### Task brief
Copy the passage from the essay on odd intellectual property cases word for word, starting at "The Board’s decision" and ending at "literature and arts.".

### Extract to read
┌────────
As an intellectual property lawyer by day, I can confirm that my area of law is, to quote Cousin Eddie (Randy Quaid) from National Lampoon’s Christmas Vacation, “the gift that keeps on giving the whole year.” Not a month goes by without the arrival of yet another quirky case.
Copyright law? Hard to top JCW Investments, Inc. v. Novelty, Inc. 482 F. 3d 910 (7th Cir. 2007), which opens:
Meet Pull My Finger® Fred. He is a white, middle-aged, overweight man with black hair and a receding hairline, sitting in an armchair wearing a white tank top and blue pants. Fred is a plush doll and when one squeezes Fred’s extended finger on his right hand, he farts. He also makes somewhat crude, somewhat funny statements about the bodily noises he emits, such as “Did somebody step on a duck?” or “Silent but deadly.”
What was the copyright issue? Believe it or not, another farting doll. As the Court explains:
Fartman could be Fred’s twin. Fartman, also a plush doll, is a white, middle-aged, overweight man with black hair and a receding hairline, sitting in an armchair wearing a white tank top and blue pants. Fartman (as his name suggests) also farts when one squeezes his extended finger; he too cracks jokes about the bodily function. Two of Fartman’s seven jokes are the same as two of the 10 spoken by Fred. Needless to say, Tekky Toys, which manufactures Fred, was not happy when Novelty, Inc., began producing Fartman.
And then we have the joys of trademark law. One recent example: a ruling by the Trademark Office’s Appeal Board on whether a trademark that includes a slang term for a male body part should be deemed “scandalous” under the Trademark Act and thus inappropriate for federal registration. What was that two-word term? See if you can spot it in the microbrewery’s label for its brown ale, displayed above.
The Board’s decision to allow that registration–a decision that acknowledges society’s changing standards for what constitutes “scandalous” matter–got me thinking about the evolution of taste in literature and arts.
└────────
### Provided material
┌────────
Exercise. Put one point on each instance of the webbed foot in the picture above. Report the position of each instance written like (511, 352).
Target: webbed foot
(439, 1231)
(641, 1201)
└────────
### Exercise result
The Board’s decision to allow that registration–a decision that acknowledges society’s changing standards for what constitutes “scandalous” matter–got me thinking about the evolution of taste in literature and arts.